▶ [WRITTEN PROBLEM A] Please report each line of the listing that contains the string "black", matching case exactly.

▶ [SOURCE DOCUMENT]
## Begin

# Carna 4



## Huly (Mar 5, 2012)

Kim has been researching this food and is just starting to carry it in her store. I am trying it on the pups now. There base is still Primal in morning and raw at night but this looks like it will be good for long days away or even traveling.

Carna4 | Hand Crafted Pet Food. Synthetic Free, All Natural Dog Food

Supposedly it is only cooked 4 minutes. The kids like it and it is not as hard as kibble. I do not hear the crunch like regular kibble when they eat it. 

What do y'all think?


----------



## Wicked Pixie (Oct 14, 2011)

It still has quite a high carb content, I'm not a fan of carbs in dog foods at all.


----------



## Huly (Mar 5, 2012)

Wicked Pixie said:


> It still has quite a high carb content, I'm not a fan of carbs in dog foods at all.


Yeah I was looking at that too but I like that it is cooked only 4 minutes. Which is better slightly higher carbs and less cooking or more meat and more cooking?

Here is a company I am hoping comes out with a dehydrated food. I use the cat cans for my cats and they are 96% meat! 

http://wildcalling.com/


----------



## Huly (Mar 5, 2012)

The reason I am looking is end of July I am going away for a weekend and my parents are going with me so my pups will have a sitter. I don't think a sitter would do well feeding raw etc and I can't leave Primal down as BG eats it all until it is gone.


----------



## Wicked Pixie (Oct 14, 2011)

Well it certainly isn't going to do them any harm for the occasional weekend. (Unless you have a dog that has yeast issues, in which case I wouldn't feed any carbs, at all, ever lol)
It does look a lot less processed than regular kibble, but the proof of the pudding is in the eating. If they like it and are doing well on it then it is a good choice.


----------



## Huly (Mar 5, 2012)

yeah that is why I am testing them with it to see how it goes. Their main diet will stay Primal and raw but for a kibble it doesn't look too bad.


----------

## End

▶ [SUPPLIED RECORDS]
## Begin

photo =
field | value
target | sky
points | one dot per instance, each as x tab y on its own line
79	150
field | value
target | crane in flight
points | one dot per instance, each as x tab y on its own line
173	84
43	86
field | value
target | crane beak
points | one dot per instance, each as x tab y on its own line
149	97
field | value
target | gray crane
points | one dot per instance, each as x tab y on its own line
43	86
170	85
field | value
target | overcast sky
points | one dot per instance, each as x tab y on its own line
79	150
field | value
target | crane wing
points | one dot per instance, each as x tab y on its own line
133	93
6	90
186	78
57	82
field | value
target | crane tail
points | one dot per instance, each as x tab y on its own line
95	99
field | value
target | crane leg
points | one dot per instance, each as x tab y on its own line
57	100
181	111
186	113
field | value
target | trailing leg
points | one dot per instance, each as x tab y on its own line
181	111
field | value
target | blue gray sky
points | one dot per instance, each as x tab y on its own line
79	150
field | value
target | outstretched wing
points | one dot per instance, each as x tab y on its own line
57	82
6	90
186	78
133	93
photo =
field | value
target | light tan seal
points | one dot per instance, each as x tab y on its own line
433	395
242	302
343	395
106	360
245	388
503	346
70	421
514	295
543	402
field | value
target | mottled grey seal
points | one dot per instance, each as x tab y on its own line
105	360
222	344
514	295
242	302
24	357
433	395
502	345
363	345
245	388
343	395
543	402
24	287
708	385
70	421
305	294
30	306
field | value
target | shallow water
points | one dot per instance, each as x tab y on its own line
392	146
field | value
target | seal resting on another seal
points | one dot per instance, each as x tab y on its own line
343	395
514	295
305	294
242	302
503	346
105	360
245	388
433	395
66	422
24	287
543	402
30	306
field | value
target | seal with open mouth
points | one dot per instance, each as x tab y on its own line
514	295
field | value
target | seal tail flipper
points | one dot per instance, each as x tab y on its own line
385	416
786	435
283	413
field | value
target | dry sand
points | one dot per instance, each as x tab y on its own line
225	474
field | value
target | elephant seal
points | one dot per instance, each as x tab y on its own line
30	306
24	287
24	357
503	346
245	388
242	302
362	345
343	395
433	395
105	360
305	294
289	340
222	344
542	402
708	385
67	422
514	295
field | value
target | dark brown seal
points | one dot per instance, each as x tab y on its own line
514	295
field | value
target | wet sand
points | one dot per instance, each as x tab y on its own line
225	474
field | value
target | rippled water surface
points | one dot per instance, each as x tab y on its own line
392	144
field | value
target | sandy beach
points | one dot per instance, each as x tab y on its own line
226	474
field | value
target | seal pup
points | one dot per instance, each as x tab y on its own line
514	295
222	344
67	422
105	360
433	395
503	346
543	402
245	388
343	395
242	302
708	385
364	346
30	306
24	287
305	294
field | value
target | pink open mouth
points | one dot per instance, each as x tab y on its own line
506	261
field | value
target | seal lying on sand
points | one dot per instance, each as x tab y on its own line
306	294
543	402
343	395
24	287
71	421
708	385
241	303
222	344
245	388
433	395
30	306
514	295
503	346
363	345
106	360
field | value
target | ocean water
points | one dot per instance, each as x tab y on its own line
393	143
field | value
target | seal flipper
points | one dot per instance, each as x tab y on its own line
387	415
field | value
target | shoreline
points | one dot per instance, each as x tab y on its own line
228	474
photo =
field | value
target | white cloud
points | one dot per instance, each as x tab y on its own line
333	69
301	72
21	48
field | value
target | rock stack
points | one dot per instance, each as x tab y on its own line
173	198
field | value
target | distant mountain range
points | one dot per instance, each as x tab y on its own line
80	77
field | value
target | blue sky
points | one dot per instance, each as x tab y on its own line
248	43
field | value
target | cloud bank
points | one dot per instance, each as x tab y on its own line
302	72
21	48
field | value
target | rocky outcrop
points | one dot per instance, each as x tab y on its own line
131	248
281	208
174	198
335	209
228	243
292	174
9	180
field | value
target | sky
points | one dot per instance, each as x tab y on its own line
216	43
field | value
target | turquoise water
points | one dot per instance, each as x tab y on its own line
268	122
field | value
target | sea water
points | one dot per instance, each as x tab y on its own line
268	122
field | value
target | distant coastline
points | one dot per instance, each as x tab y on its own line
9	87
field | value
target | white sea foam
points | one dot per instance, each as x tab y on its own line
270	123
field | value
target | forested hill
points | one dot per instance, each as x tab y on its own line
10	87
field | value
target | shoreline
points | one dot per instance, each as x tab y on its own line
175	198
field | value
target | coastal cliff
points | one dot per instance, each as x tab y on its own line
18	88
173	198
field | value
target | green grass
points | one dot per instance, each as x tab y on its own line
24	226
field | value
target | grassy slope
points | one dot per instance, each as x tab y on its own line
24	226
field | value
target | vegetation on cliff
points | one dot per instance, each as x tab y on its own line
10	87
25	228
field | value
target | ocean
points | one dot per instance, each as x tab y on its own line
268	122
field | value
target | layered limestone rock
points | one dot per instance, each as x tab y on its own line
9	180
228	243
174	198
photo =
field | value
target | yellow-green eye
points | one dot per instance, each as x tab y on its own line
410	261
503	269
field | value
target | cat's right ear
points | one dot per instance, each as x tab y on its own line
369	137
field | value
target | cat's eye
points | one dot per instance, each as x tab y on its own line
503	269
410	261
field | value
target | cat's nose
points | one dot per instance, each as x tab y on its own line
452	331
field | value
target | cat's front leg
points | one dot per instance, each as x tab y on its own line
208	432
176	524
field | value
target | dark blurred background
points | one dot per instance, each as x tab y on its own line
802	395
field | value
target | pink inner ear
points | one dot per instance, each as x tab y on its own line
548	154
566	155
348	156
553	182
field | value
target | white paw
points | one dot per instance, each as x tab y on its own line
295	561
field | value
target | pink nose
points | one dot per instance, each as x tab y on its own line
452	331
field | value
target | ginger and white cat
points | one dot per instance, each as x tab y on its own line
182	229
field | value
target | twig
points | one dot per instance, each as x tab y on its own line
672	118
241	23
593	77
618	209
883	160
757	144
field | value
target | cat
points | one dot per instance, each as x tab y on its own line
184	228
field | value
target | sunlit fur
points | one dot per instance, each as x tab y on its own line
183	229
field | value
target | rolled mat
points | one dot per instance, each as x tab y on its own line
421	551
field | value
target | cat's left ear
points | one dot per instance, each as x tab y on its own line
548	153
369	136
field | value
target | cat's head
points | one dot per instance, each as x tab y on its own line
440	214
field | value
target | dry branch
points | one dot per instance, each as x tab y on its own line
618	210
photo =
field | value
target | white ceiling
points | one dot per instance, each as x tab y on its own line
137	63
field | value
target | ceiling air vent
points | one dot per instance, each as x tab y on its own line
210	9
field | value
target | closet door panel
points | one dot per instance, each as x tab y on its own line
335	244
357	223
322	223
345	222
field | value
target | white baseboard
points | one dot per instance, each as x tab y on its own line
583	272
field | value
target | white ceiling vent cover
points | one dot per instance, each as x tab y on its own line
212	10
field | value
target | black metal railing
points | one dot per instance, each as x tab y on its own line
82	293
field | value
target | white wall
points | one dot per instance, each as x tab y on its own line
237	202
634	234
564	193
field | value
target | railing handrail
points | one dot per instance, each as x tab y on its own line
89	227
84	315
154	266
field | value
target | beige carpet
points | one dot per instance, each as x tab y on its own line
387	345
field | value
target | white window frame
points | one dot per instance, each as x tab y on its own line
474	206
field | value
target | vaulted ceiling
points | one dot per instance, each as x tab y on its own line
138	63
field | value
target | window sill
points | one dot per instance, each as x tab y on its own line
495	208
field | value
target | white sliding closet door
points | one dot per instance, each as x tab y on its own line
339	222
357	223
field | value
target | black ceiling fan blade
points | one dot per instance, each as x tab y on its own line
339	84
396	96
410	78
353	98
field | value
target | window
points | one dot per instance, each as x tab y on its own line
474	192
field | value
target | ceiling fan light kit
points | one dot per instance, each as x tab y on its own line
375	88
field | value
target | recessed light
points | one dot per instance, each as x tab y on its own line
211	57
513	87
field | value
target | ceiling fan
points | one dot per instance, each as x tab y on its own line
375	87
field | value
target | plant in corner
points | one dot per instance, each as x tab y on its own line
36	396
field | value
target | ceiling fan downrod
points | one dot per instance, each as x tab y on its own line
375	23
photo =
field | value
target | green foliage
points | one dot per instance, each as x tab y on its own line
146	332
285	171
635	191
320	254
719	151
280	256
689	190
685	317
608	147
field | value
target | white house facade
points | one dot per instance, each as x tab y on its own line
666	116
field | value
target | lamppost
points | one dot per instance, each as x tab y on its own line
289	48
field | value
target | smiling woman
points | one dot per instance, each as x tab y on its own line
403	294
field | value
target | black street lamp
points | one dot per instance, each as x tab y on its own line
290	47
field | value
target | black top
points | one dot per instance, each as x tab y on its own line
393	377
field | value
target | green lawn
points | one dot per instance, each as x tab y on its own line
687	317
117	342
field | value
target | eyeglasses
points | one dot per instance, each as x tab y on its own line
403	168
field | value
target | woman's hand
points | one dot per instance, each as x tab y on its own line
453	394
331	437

## End

▶ [WRITTEN PROBLEM B] Based on the forum thread about Carna4 dog food above, do these statements agree with it? (i) Carna4 is described as being cooked for only 4 minutes. (ii) The cat cans used for the cats are said to be 90% meat. (iii) Primal is going to be left down for the pups during the weekend away. For each, answer yes or no and quote the words that decide it.

▶ [FINAL RESULT A]
target | black metal railing
target | black ceiling fan blade
target | black street lamp
target | black top

▶ [FINAL RESULT B]
(i) Yes: "Supposedly it is only cooked 4 minutes."
(ii) No: "they are 96% meat!"
(iii) No: "I can't leave Primal down as BG eats it all until it is gone."